### EXTRACTED ENTRIES
=== Begin Enclosure ===

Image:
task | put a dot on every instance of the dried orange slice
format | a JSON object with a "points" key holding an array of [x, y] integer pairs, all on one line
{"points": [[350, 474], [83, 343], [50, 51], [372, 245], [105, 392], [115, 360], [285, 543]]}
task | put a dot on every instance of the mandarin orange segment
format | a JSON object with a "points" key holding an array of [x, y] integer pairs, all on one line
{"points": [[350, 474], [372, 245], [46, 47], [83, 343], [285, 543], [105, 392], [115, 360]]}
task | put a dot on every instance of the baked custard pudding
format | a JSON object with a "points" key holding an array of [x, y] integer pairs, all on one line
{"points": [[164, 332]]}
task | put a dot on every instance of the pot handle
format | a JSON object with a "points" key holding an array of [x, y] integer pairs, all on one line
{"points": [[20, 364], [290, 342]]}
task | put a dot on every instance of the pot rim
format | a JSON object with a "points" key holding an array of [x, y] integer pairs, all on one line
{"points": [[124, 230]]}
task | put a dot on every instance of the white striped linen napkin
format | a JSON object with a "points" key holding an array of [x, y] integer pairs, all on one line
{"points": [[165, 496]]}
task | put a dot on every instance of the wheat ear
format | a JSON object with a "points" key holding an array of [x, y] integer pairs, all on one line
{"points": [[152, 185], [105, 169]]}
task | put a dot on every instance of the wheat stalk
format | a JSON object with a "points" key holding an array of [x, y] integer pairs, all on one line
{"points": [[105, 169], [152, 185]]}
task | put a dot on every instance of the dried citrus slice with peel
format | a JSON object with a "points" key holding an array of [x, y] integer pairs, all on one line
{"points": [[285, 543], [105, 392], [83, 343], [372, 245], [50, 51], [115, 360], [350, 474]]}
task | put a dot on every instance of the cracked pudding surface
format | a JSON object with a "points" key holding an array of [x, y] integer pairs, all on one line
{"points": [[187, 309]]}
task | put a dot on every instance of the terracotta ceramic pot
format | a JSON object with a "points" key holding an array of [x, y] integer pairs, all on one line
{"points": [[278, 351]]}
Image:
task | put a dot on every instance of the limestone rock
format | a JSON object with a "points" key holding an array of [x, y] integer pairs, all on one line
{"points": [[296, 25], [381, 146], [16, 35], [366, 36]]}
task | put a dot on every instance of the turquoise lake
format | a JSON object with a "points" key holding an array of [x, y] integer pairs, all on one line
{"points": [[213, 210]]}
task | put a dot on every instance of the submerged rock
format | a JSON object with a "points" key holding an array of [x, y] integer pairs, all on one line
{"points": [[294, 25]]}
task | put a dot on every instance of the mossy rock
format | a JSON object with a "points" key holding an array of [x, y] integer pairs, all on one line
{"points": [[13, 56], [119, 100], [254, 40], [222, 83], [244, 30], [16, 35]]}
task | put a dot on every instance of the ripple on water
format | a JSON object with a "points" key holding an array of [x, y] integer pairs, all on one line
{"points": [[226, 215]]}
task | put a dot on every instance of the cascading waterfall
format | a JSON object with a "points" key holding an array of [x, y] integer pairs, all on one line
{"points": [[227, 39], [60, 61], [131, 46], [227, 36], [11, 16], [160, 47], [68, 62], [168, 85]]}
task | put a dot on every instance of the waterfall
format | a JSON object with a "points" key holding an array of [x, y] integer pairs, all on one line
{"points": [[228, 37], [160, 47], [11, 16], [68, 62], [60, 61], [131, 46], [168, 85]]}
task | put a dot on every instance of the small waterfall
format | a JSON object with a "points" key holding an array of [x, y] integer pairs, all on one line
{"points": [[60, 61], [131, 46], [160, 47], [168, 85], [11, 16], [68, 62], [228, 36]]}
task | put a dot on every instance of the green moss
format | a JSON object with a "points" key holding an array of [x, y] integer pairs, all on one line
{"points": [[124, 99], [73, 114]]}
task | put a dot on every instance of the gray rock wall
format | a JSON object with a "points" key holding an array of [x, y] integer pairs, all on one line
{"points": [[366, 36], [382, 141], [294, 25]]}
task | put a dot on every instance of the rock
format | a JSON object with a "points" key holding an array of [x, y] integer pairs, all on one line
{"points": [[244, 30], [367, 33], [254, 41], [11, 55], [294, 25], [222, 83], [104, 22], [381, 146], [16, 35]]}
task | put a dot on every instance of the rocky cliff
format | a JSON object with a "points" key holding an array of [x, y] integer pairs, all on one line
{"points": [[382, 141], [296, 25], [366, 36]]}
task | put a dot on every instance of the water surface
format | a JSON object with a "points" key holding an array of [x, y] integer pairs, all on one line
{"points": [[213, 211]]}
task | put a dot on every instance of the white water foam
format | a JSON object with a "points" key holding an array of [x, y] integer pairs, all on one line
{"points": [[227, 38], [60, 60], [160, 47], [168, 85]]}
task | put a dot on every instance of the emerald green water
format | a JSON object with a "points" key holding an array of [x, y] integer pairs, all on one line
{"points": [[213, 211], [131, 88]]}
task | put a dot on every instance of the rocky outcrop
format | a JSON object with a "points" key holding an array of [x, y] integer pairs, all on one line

=== End Enclosure ===

### WORK TO BE COMPLETED
Copy whichever lines above contain the string "surface".

### RESULT OF THE EXERCISE
task | put a dot on every instance of the cracked pudding surface
task | put a dot on every instance of the water surface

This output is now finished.